— Activity —
Return the listing verbatim, images left out.

*** Block opens ***

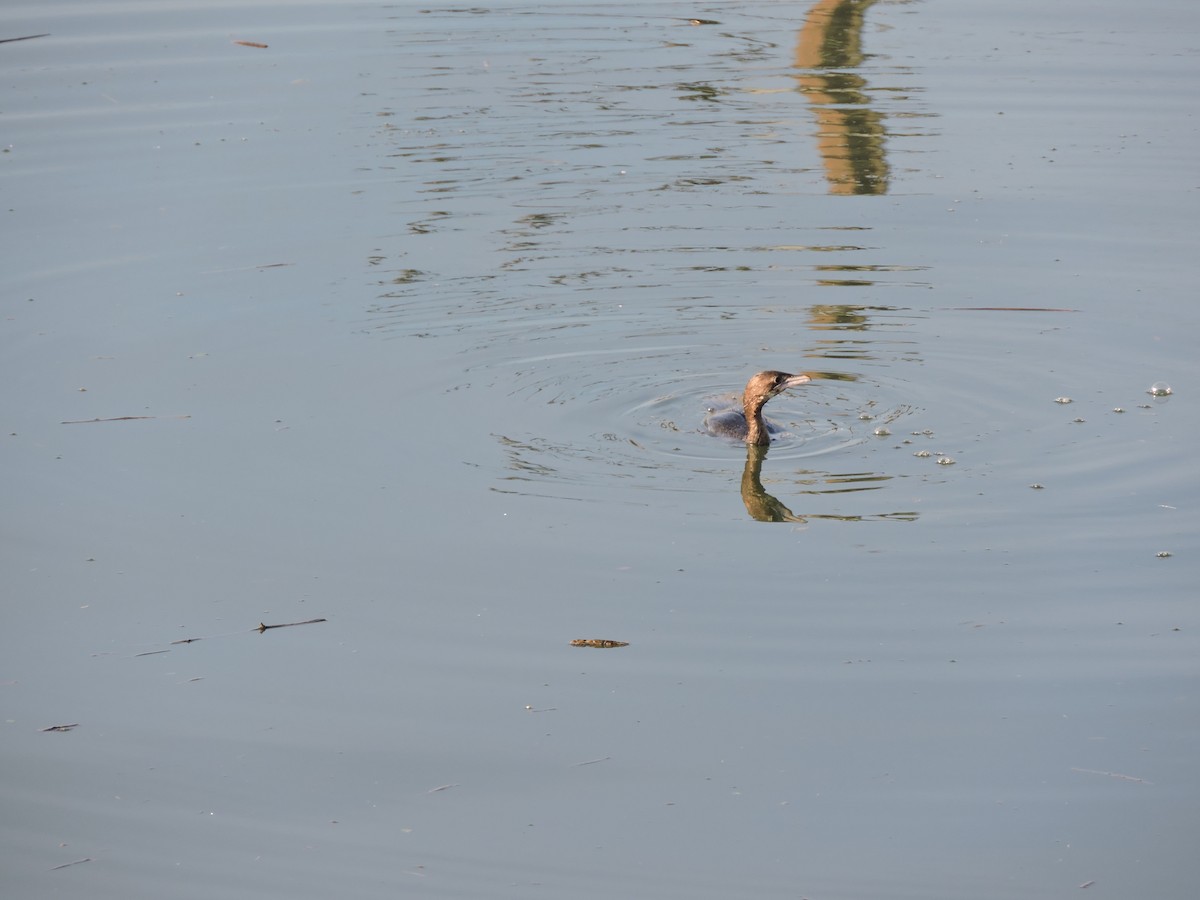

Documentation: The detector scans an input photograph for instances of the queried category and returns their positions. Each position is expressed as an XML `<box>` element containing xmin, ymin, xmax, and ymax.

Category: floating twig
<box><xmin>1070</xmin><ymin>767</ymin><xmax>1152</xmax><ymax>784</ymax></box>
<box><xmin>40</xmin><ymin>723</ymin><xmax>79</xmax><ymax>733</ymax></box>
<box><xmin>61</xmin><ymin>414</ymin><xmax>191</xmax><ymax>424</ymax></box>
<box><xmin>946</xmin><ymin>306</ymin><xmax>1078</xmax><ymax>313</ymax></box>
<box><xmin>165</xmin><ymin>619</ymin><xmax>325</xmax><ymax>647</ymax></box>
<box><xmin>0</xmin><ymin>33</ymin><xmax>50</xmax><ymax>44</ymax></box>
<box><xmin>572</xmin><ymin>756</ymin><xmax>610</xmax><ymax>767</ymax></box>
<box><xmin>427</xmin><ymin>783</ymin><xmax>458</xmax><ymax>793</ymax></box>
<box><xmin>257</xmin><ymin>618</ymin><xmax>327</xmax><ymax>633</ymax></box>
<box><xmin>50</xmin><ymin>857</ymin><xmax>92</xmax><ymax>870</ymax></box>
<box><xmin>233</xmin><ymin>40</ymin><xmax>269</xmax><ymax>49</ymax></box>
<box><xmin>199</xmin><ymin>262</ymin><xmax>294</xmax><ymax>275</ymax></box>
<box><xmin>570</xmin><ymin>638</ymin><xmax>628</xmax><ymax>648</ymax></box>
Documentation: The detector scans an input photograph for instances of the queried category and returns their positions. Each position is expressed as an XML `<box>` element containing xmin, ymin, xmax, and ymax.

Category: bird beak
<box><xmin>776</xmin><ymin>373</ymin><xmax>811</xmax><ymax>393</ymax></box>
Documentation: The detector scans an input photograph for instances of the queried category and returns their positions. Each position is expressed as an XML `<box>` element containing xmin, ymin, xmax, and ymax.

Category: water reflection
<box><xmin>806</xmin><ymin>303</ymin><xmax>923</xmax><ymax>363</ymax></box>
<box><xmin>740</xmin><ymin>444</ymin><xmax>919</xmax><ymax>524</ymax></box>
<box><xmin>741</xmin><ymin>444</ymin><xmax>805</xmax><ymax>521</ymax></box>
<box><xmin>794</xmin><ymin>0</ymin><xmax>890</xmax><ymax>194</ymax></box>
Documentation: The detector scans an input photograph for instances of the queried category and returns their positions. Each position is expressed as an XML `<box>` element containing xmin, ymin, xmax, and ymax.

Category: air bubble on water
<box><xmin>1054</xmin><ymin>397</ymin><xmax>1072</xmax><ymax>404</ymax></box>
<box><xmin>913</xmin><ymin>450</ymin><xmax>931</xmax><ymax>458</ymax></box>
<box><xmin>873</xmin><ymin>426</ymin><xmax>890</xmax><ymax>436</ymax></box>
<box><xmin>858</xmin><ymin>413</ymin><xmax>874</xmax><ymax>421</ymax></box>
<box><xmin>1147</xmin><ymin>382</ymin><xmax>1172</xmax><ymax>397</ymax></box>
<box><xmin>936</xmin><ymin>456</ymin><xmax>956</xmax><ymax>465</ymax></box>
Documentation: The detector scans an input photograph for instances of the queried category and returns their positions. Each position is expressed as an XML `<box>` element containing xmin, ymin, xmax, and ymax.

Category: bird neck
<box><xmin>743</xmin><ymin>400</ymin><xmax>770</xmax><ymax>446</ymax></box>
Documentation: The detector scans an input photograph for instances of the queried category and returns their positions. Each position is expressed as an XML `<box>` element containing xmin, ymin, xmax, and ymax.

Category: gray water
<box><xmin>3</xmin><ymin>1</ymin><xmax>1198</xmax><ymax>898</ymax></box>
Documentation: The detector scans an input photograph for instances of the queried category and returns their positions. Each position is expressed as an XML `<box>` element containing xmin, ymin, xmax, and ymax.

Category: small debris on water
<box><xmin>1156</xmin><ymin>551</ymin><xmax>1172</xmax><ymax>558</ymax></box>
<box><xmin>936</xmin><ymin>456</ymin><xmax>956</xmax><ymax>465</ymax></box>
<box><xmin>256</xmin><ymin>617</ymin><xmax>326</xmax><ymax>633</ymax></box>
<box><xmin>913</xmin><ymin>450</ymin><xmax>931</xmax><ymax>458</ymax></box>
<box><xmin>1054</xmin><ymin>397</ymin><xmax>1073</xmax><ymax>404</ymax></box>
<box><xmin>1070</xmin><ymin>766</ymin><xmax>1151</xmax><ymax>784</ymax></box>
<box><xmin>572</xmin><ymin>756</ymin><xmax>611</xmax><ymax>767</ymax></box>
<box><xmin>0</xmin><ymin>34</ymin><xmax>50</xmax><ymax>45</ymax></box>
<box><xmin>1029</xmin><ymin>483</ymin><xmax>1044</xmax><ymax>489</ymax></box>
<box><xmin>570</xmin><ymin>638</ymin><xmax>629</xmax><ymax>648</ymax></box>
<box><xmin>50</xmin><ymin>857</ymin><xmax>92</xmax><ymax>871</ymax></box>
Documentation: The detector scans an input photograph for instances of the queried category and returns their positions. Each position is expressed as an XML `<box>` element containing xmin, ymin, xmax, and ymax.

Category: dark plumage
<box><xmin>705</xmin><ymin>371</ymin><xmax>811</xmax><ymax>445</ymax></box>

*** Block closes ***

— Answer to the problem —
Documentation: The detector scans an input photograph for instances of the queried category and returns their positions. Each position is expressed as an XML `<box>` element containing xmin, ymin, xmax, and ymax.

Category: floating twig
<box><xmin>1070</xmin><ymin>767</ymin><xmax>1152</xmax><ymax>784</ymax></box>
<box><xmin>40</xmin><ymin>723</ymin><xmax>79</xmax><ymax>733</ymax></box>
<box><xmin>61</xmin><ymin>414</ymin><xmax>191</xmax><ymax>424</ymax></box>
<box><xmin>946</xmin><ymin>306</ymin><xmax>1078</xmax><ymax>313</ymax></box>
<box><xmin>165</xmin><ymin>619</ymin><xmax>325</xmax><ymax>647</ymax></box>
<box><xmin>0</xmin><ymin>33</ymin><xmax>50</xmax><ymax>44</ymax></box>
<box><xmin>572</xmin><ymin>756</ymin><xmax>610</xmax><ymax>767</ymax></box>
<box><xmin>427</xmin><ymin>783</ymin><xmax>458</xmax><ymax>793</ymax></box>
<box><xmin>257</xmin><ymin>618</ymin><xmax>327</xmax><ymax>633</ymax></box>
<box><xmin>50</xmin><ymin>857</ymin><xmax>92</xmax><ymax>870</ymax></box>
<box><xmin>233</xmin><ymin>40</ymin><xmax>269</xmax><ymax>49</ymax></box>
<box><xmin>199</xmin><ymin>262</ymin><xmax>294</xmax><ymax>275</ymax></box>
<box><xmin>570</xmin><ymin>638</ymin><xmax>628</xmax><ymax>648</ymax></box>
Documentation: The detector scans an input photograph for instances of the queried category and returns their positions. Each position is expressed as an XML `<box>` element containing xmin, ymin, xmax, and ymax.

Category: bird beak
<box><xmin>776</xmin><ymin>373</ymin><xmax>811</xmax><ymax>393</ymax></box>
Documentation: The detector scans an input photograph for instances of the queried category and returns their positions. Each position is expressed as an XML `<box>` element containing xmin, ymin, xmax, and ymax.

Category: water reflection
<box><xmin>806</xmin><ymin>303</ymin><xmax>923</xmax><ymax>363</ymax></box>
<box><xmin>740</xmin><ymin>444</ymin><xmax>919</xmax><ymax>524</ymax></box>
<box><xmin>741</xmin><ymin>444</ymin><xmax>805</xmax><ymax>521</ymax></box>
<box><xmin>794</xmin><ymin>0</ymin><xmax>890</xmax><ymax>194</ymax></box>
Documentation: The detector scans an input photograph for instances of the queried category and returns their positions. Each position is expressed as an XML `<box>` element containing xmin, ymin, xmax, and ymax.

Category: air bubble on water
<box><xmin>1054</xmin><ymin>397</ymin><xmax>1072</xmax><ymax>404</ymax></box>
<box><xmin>913</xmin><ymin>450</ymin><xmax>931</xmax><ymax>458</ymax></box>
<box><xmin>873</xmin><ymin>426</ymin><xmax>890</xmax><ymax>436</ymax></box>
<box><xmin>858</xmin><ymin>413</ymin><xmax>874</xmax><ymax>421</ymax></box>
<box><xmin>1147</xmin><ymin>382</ymin><xmax>1172</xmax><ymax>397</ymax></box>
<box><xmin>936</xmin><ymin>456</ymin><xmax>956</xmax><ymax>465</ymax></box>
Documentation: The detector scans an input photograph for instances of the queried category and returns their positions. Each position is expressed as an XML `<box>` element containing xmin, ymin, xmax, and ymax.

Category: bird neck
<box><xmin>743</xmin><ymin>400</ymin><xmax>770</xmax><ymax>446</ymax></box>
Documentation: The detector scans an input photograph for instances of the queried category and returns their positions. Each position is expressed as an XML `<box>` element containing xmin, ymin, xmax, and ymax.

Category: gray water
<box><xmin>3</xmin><ymin>1</ymin><xmax>1198</xmax><ymax>898</ymax></box>
Documentation: The detector scans an input photograph for instances of the queried category and returns their positions. Each position is expressed as an XML `<box>` element containing xmin, ymin, xmax, and ymax.

Category: small debris on water
<box><xmin>1156</xmin><ymin>551</ymin><xmax>1172</xmax><ymax>558</ymax></box>
<box><xmin>936</xmin><ymin>456</ymin><xmax>956</xmax><ymax>465</ymax></box>
<box><xmin>256</xmin><ymin>617</ymin><xmax>326</xmax><ymax>633</ymax></box>
<box><xmin>913</xmin><ymin>450</ymin><xmax>931</xmax><ymax>458</ymax></box>
<box><xmin>1054</xmin><ymin>397</ymin><xmax>1073</xmax><ymax>404</ymax></box>
<box><xmin>1070</xmin><ymin>766</ymin><xmax>1151</xmax><ymax>784</ymax></box>
<box><xmin>572</xmin><ymin>756</ymin><xmax>611</xmax><ymax>767</ymax></box>
<box><xmin>0</xmin><ymin>34</ymin><xmax>50</xmax><ymax>45</ymax></box>
<box><xmin>1029</xmin><ymin>483</ymin><xmax>1044</xmax><ymax>489</ymax></box>
<box><xmin>570</xmin><ymin>638</ymin><xmax>629</xmax><ymax>648</ymax></box>
<box><xmin>50</xmin><ymin>857</ymin><xmax>92</xmax><ymax>871</ymax></box>
Documentation: The detector scans an input photograph for instances of the queried category and returns their positions. Each position is expressed as an XML `<box>` element containing xmin, ymin, xmax, and ymax.

Category: dark plumage
<box><xmin>705</xmin><ymin>371</ymin><xmax>811</xmax><ymax>445</ymax></box>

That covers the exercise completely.